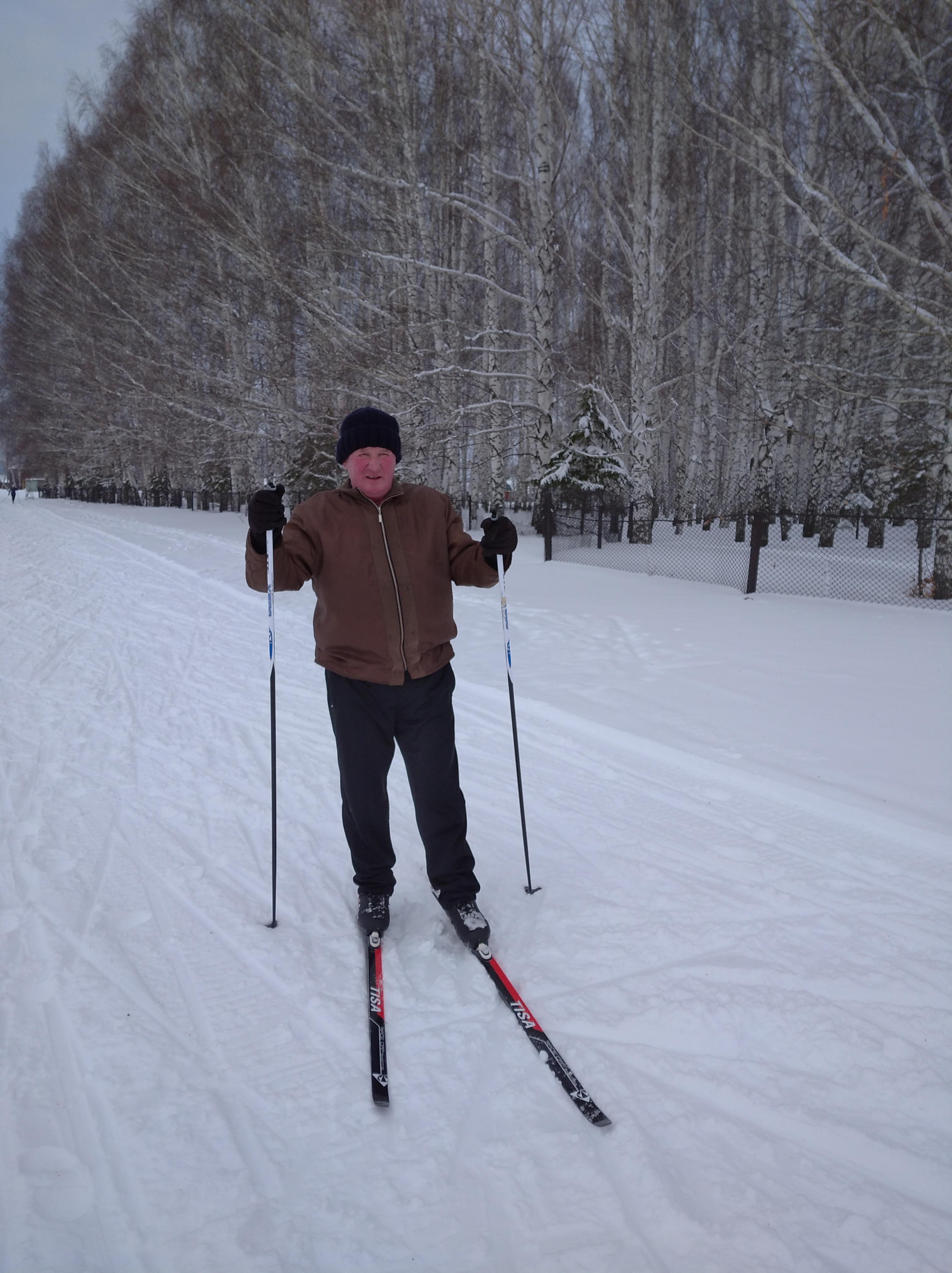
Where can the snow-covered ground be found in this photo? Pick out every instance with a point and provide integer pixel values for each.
(740, 815)
(849, 570)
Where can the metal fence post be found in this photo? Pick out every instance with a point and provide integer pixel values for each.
(757, 536)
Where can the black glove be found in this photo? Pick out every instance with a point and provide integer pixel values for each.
(499, 535)
(266, 513)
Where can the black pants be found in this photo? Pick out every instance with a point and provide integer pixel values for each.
(418, 716)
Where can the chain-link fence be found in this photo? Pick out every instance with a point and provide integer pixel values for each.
(726, 552)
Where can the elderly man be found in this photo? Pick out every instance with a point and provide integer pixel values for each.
(381, 558)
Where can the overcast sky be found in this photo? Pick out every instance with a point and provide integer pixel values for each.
(43, 45)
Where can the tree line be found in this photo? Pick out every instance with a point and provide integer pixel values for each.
(723, 227)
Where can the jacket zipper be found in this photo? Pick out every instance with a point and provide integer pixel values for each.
(394, 577)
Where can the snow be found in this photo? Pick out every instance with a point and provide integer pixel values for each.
(740, 815)
(849, 571)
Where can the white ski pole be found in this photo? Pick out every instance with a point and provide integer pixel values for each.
(508, 652)
(274, 725)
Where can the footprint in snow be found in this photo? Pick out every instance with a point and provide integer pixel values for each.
(127, 920)
(63, 1188)
(39, 991)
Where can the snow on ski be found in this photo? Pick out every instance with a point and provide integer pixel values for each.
(540, 1041)
(378, 1039)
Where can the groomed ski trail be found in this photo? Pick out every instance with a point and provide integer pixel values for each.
(753, 979)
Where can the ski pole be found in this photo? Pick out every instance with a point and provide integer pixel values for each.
(274, 725)
(512, 712)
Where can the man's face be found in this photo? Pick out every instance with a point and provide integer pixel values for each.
(371, 471)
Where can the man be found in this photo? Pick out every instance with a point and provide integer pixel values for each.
(381, 557)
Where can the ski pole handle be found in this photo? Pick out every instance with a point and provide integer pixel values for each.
(507, 648)
(270, 540)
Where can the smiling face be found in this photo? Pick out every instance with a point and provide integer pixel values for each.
(371, 471)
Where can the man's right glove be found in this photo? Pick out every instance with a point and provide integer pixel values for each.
(499, 535)
(266, 513)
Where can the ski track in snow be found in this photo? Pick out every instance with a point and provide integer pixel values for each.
(747, 967)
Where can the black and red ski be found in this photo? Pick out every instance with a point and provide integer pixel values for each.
(540, 1041)
(378, 1037)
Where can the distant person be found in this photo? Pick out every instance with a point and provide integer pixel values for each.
(382, 558)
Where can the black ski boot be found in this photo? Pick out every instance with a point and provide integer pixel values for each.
(373, 912)
(471, 925)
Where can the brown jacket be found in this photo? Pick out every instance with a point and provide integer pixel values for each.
(382, 578)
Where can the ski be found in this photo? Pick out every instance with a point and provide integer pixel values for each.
(378, 1039)
(539, 1039)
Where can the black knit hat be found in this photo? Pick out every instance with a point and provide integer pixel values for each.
(367, 427)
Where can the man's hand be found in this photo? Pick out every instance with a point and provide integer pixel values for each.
(499, 535)
(266, 513)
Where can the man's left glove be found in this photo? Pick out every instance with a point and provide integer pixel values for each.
(499, 535)
(266, 513)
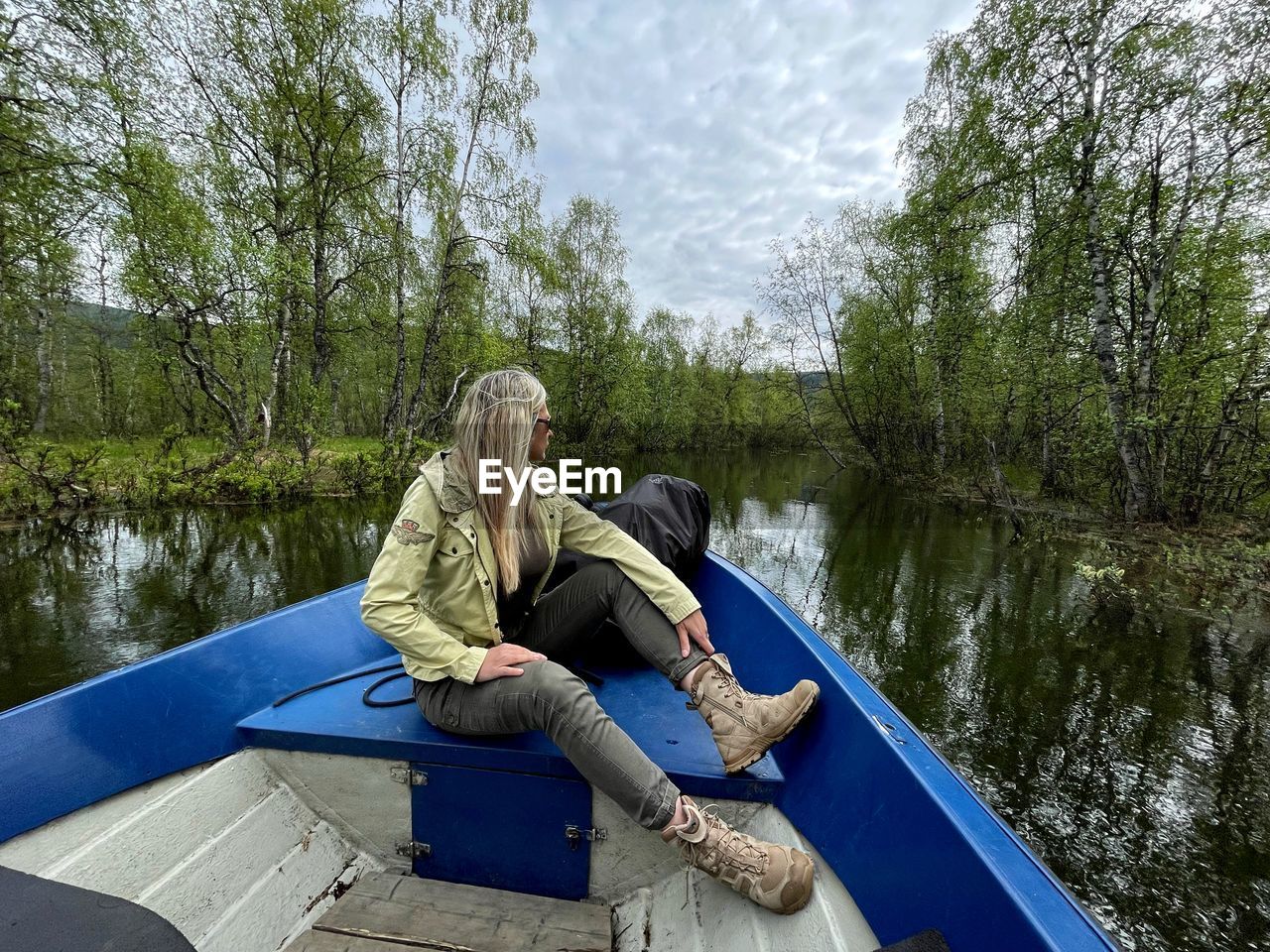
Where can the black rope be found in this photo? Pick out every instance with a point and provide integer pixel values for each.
(340, 679)
(397, 702)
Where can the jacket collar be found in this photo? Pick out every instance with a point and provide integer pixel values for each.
(447, 484)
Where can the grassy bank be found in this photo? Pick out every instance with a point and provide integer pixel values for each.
(1218, 570)
(40, 477)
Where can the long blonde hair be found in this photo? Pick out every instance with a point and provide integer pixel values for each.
(495, 421)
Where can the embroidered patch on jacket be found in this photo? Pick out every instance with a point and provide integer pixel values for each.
(408, 534)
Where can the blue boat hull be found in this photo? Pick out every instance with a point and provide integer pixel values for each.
(907, 835)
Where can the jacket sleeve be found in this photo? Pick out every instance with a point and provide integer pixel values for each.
(581, 531)
(390, 604)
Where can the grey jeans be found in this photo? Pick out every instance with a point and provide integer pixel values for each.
(552, 698)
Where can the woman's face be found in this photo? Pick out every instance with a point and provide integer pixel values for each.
(541, 435)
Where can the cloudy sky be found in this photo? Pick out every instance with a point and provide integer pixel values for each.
(716, 126)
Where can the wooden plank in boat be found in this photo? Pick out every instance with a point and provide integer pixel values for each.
(335, 942)
(444, 915)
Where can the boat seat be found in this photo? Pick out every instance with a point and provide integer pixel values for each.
(333, 720)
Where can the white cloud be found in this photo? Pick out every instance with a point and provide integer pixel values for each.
(714, 127)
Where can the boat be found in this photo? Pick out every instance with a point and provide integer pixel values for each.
(324, 823)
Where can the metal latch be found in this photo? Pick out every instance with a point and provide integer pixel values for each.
(405, 774)
(575, 835)
(414, 849)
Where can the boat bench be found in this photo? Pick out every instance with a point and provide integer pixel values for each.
(640, 701)
(465, 783)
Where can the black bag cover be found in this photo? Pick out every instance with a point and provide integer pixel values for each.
(666, 515)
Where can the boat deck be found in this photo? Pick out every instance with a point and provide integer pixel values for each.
(640, 701)
(389, 912)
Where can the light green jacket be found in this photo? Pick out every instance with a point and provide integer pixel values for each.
(431, 593)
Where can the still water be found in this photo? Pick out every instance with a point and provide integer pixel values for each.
(1129, 748)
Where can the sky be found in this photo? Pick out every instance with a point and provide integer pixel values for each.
(716, 126)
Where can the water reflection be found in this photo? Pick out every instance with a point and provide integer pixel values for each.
(87, 593)
(1128, 749)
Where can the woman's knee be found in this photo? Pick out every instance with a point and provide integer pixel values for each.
(604, 576)
(557, 693)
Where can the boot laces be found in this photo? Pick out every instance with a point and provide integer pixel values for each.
(729, 848)
(731, 687)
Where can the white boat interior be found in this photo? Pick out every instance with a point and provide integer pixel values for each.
(278, 849)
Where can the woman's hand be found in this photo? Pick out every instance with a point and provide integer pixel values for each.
(500, 660)
(694, 627)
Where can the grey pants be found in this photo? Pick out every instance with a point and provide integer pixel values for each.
(552, 698)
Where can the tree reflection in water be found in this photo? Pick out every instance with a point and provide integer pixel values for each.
(1128, 748)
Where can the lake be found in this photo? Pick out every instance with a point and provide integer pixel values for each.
(1128, 744)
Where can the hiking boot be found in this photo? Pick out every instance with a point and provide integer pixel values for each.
(746, 725)
(775, 878)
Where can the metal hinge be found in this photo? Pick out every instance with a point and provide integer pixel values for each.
(414, 849)
(575, 835)
(403, 774)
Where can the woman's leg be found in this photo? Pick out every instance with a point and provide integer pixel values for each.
(549, 697)
(564, 619)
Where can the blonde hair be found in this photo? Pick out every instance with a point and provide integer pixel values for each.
(495, 421)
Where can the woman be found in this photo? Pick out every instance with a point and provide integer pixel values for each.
(456, 587)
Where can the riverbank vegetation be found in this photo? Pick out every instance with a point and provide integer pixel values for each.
(1075, 287)
(266, 227)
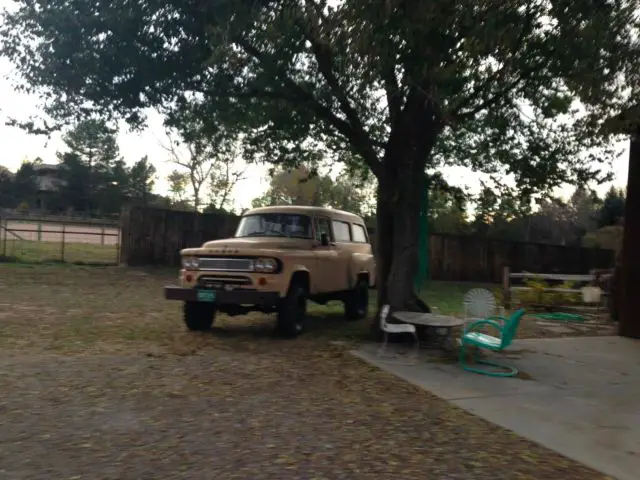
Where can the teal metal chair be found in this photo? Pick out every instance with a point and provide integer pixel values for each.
(506, 327)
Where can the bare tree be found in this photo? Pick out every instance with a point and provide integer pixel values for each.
(197, 161)
(224, 176)
(212, 162)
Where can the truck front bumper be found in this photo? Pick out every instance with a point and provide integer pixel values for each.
(221, 297)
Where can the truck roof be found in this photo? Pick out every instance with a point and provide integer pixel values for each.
(308, 210)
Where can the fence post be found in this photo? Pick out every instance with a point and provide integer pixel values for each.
(4, 230)
(506, 291)
(62, 249)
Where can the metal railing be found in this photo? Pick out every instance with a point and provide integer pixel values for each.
(24, 239)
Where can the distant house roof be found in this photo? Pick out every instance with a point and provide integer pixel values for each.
(47, 177)
(46, 167)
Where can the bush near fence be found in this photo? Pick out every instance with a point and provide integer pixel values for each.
(153, 236)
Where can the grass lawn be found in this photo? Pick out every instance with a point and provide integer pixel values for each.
(99, 379)
(31, 251)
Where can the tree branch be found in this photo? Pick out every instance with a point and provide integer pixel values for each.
(457, 114)
(361, 142)
(324, 57)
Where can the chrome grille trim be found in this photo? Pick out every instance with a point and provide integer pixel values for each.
(211, 280)
(226, 264)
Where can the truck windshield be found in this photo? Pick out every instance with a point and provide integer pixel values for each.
(274, 225)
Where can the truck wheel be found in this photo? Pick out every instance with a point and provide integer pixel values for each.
(198, 316)
(356, 305)
(293, 311)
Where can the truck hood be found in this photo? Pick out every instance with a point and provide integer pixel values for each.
(231, 246)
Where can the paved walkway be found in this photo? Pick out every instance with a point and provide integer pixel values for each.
(582, 400)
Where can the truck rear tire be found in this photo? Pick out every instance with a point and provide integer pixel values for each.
(292, 313)
(198, 316)
(356, 305)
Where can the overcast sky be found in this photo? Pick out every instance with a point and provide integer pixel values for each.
(18, 146)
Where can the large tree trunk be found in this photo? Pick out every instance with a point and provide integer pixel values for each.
(401, 188)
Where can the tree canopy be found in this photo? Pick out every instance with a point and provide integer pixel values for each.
(395, 87)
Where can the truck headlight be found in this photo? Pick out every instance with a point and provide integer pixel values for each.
(190, 263)
(265, 265)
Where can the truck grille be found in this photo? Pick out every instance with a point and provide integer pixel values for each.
(227, 283)
(226, 264)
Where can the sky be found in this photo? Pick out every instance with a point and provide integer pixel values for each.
(18, 146)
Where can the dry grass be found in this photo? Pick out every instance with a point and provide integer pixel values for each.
(27, 251)
(100, 380)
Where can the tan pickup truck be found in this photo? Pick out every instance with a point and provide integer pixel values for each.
(279, 258)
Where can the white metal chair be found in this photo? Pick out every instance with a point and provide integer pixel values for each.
(479, 303)
(388, 328)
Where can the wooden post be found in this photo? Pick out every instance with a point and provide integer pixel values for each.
(62, 247)
(506, 287)
(4, 243)
(629, 323)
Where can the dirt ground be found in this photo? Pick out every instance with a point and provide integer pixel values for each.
(98, 380)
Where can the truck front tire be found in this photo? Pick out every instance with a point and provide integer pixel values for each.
(356, 305)
(292, 313)
(198, 316)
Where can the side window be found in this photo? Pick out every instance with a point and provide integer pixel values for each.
(359, 233)
(322, 226)
(341, 231)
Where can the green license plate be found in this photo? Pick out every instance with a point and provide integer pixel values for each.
(206, 296)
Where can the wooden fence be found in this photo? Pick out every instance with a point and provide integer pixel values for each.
(153, 236)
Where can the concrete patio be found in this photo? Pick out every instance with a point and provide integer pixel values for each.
(582, 398)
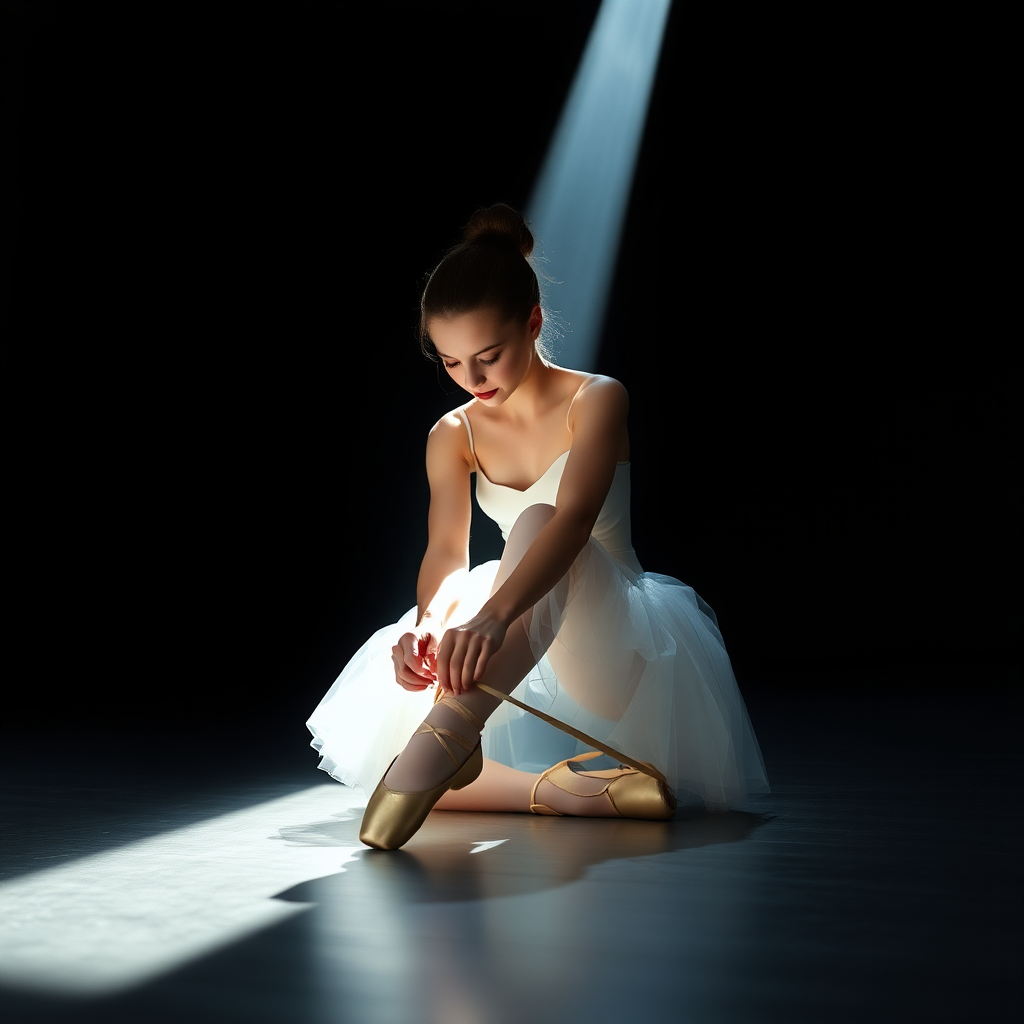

### Assignment
An exact copy is needed of the lines running from the one containing "Where can the wooden fence" through the last line of the material, and of no others; pictures stay out.

### Result below
Where can the wooden fence be found in this photo? Pick out every instance with a point and provide integer pixel values for each.
(153, 236)
Where can the concrete patio be found in this photo? Pick out every instance with a point and provide integer pixel values for each.
(582, 398)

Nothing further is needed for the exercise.